[A run of records]
- - - - -

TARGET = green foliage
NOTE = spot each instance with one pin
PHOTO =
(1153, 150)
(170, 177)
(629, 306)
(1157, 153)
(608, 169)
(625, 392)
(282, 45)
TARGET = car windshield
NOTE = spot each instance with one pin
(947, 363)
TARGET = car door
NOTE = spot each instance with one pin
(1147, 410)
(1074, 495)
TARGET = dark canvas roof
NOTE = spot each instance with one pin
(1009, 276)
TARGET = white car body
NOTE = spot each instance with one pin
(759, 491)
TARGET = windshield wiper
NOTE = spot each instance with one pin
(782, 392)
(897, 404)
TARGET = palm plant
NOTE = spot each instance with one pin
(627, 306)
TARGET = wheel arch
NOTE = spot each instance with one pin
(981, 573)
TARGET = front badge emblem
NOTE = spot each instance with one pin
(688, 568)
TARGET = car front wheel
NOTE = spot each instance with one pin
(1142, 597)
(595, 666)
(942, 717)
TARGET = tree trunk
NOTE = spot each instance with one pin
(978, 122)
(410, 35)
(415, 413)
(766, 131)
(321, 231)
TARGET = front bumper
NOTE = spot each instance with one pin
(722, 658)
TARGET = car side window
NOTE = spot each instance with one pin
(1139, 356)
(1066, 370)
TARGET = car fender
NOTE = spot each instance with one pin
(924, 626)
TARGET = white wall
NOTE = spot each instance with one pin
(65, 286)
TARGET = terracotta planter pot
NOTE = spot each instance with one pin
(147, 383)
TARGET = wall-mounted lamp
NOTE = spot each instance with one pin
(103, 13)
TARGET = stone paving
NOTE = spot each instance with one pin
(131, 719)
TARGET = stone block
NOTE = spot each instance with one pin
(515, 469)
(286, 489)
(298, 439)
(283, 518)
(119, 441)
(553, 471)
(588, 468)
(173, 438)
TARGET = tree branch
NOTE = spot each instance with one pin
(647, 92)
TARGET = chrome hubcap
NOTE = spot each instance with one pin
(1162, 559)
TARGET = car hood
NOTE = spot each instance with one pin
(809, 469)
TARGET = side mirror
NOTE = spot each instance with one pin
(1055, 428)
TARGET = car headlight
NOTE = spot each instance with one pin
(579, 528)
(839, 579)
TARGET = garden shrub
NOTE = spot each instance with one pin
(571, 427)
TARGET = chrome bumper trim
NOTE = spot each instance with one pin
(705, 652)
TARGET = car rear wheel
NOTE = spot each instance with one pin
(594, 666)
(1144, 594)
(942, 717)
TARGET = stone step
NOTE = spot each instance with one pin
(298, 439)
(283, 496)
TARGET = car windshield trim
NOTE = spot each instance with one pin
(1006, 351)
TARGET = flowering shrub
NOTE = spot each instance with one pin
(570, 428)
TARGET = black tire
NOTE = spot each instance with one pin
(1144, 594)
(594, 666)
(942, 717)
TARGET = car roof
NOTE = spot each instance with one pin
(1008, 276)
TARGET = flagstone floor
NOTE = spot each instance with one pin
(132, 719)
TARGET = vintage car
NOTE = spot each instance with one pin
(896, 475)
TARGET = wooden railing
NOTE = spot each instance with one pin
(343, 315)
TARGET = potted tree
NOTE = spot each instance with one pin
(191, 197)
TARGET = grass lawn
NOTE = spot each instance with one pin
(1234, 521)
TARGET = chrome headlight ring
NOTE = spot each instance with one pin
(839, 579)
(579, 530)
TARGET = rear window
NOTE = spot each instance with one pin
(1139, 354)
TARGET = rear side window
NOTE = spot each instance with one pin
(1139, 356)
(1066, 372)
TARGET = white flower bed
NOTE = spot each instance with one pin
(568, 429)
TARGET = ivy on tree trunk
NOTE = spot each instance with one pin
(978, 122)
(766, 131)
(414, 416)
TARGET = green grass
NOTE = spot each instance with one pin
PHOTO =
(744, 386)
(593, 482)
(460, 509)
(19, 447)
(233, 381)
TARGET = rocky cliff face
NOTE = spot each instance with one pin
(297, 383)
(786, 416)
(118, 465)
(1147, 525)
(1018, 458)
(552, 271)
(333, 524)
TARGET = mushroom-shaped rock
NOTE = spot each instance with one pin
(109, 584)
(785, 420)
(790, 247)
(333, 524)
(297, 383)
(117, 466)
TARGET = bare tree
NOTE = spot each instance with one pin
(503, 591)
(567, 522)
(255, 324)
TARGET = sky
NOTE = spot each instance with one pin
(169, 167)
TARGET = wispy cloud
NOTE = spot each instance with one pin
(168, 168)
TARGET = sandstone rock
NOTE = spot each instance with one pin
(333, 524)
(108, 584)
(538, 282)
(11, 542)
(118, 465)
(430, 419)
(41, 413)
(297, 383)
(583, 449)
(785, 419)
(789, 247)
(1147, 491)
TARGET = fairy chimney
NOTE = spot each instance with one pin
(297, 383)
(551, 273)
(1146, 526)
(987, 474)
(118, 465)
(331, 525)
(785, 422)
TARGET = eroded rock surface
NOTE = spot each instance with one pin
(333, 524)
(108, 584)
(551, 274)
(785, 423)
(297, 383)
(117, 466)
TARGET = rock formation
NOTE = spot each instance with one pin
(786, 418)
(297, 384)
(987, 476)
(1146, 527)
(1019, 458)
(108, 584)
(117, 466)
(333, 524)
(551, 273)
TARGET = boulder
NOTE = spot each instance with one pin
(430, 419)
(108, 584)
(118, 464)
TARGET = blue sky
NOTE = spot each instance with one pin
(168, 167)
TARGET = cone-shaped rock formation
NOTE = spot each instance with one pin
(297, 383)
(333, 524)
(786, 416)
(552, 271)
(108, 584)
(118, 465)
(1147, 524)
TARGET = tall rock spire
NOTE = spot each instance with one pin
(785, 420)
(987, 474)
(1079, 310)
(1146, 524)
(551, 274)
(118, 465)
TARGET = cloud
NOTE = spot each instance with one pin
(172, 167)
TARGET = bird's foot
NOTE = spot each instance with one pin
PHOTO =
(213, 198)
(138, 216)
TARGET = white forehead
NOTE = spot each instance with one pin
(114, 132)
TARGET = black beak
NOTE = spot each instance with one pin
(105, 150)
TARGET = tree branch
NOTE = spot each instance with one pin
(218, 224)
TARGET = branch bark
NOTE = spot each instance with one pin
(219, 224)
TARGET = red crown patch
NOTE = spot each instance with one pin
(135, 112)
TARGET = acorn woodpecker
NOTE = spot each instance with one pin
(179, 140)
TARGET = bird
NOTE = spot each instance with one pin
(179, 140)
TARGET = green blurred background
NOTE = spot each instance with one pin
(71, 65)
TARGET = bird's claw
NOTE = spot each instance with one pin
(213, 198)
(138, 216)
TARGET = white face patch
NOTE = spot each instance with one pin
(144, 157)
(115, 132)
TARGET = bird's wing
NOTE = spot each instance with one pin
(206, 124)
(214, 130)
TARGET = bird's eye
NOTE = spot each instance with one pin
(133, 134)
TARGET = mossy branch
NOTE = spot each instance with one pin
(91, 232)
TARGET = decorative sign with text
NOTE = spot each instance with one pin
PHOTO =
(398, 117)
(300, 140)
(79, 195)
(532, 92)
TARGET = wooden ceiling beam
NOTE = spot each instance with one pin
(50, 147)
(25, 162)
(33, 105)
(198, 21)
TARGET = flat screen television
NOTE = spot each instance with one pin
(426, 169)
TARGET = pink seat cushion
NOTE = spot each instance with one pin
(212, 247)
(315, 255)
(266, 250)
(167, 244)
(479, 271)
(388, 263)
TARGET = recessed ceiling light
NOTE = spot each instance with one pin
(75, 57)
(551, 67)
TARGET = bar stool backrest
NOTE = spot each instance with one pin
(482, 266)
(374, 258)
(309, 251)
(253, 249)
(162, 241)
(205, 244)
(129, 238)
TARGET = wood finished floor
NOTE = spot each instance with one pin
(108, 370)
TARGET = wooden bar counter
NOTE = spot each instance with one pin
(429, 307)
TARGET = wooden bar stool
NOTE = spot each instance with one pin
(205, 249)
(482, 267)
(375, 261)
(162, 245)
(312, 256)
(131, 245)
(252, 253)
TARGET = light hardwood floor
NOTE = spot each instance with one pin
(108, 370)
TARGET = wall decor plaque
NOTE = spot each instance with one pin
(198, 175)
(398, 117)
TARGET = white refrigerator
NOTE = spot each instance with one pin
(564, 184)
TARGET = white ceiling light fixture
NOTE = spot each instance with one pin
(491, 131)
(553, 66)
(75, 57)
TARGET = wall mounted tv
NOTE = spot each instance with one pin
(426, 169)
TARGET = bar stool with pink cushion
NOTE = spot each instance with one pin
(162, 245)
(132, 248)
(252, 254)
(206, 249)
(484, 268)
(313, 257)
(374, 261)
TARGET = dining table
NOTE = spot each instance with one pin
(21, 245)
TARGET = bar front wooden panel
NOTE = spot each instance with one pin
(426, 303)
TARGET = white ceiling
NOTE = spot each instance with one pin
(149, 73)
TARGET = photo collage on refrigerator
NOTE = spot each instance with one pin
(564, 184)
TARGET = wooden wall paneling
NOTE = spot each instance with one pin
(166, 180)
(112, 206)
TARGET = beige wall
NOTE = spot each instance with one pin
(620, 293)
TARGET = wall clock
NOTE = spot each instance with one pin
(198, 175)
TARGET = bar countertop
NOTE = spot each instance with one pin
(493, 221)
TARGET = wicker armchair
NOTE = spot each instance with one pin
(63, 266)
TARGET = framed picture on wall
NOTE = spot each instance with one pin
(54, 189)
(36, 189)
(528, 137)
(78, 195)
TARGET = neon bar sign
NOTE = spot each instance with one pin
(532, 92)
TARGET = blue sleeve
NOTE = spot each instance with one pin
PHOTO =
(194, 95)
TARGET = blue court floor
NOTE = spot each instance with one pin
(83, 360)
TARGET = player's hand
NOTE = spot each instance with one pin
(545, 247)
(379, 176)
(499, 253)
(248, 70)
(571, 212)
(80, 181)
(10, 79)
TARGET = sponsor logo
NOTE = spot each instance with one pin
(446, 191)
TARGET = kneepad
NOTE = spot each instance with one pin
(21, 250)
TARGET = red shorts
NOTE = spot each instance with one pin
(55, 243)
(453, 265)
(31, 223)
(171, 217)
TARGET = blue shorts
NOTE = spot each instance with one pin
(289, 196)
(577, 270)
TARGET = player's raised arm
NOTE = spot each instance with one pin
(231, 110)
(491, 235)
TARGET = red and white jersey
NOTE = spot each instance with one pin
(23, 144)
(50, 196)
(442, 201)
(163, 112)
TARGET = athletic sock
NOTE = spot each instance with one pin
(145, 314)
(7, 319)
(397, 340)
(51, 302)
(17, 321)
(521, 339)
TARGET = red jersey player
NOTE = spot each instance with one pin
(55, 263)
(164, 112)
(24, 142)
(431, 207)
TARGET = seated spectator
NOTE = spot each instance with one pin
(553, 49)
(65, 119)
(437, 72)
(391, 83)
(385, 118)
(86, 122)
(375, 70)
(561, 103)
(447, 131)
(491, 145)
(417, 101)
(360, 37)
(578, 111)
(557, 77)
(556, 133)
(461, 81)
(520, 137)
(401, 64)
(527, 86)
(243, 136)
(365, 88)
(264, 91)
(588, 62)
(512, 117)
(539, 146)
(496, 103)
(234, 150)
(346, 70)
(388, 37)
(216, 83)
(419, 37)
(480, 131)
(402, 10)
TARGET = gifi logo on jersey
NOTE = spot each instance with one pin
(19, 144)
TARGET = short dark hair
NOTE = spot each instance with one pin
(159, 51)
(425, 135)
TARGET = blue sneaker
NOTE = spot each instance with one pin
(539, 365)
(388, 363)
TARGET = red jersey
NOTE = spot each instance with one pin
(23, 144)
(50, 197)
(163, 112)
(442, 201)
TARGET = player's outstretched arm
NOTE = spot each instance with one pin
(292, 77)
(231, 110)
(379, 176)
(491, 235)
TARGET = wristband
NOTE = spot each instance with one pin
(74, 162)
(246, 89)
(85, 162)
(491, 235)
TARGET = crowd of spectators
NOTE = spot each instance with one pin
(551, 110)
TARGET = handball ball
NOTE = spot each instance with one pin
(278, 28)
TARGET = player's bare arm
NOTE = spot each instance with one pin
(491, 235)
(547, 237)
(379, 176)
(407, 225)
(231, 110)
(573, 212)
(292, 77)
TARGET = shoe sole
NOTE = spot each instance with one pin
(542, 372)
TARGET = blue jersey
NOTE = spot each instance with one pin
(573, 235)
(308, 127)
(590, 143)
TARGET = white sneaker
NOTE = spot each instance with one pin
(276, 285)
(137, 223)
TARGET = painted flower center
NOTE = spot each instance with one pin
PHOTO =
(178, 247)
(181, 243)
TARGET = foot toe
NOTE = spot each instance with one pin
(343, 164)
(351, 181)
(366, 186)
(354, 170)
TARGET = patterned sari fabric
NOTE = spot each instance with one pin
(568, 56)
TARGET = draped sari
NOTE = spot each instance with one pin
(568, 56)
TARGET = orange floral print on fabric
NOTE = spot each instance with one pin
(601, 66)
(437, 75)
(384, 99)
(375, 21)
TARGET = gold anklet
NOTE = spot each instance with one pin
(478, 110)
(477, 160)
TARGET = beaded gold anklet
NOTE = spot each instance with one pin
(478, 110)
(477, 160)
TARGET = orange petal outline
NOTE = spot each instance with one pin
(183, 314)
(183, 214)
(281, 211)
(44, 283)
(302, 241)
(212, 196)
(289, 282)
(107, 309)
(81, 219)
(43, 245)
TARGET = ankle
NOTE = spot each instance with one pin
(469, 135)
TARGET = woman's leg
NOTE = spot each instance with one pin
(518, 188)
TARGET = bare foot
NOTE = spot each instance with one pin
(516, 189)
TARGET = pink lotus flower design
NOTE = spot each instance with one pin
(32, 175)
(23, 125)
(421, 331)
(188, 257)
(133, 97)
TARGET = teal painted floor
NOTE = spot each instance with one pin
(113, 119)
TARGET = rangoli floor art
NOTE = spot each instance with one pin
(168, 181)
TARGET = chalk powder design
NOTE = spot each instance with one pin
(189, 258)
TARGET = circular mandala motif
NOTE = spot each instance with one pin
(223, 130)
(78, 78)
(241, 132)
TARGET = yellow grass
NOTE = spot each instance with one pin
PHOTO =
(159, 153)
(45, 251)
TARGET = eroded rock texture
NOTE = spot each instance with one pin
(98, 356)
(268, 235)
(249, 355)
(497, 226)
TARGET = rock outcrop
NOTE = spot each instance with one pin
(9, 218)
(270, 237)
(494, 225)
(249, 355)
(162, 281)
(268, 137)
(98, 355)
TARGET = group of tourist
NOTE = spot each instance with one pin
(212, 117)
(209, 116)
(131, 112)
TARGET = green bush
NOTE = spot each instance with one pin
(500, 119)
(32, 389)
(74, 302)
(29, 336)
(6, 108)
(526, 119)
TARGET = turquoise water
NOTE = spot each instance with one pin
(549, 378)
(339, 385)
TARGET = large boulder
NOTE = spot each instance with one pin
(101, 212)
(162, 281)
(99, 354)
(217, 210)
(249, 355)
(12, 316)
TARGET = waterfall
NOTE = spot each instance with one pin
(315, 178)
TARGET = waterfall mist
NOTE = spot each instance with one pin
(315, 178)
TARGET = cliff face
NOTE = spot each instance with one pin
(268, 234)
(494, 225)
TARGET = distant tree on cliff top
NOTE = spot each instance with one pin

- - - - -

_DIRECTIONS FOR THIS TASK_
Copy the data from its first line through the line containing "(1066, 370)", swapping "windshield" for "windscreen" and leaving everything else as it is.

_RESULT OF THIS TASK_
TARGET = green foliage
NOTE = spot each instance with one pin
PHOTO =
(1153, 150)
(170, 177)
(629, 306)
(1157, 153)
(608, 169)
(625, 392)
(282, 45)
TARGET = car windscreen
NOTE = spot each instance with one pin
(947, 363)
TARGET = car door
NOTE = spot each instance with one pin
(1147, 410)
(1074, 495)
TARGET = dark canvas roof
NOTE = spot each instance with one pin
(1009, 276)
TARGET = white car body
NOTE = spot each instance with one pin
(759, 491)
TARGET = windscreen wiper
NOTE = spot each instance with one pin
(782, 392)
(897, 404)
TARGET = palm plant
NOTE = spot each instance with one pin
(627, 306)
TARGET = wheel arch
NOTE = spot each instance with one pin
(981, 573)
TARGET = front badge emblem
NOTE = spot each instance with one pin
(688, 568)
TARGET = car front wheel
NOTE = spot each instance with one pin
(1142, 597)
(595, 666)
(942, 717)
TARGET = tree trunk
NOTE = spot each instance with one pin
(978, 122)
(410, 35)
(415, 413)
(766, 131)
(321, 231)
TARGET = front bumper
NOTE = spot each instance with one pin
(722, 658)
TARGET = car side window
NOTE = spot each instance with one pin
(1139, 356)
(1066, 370)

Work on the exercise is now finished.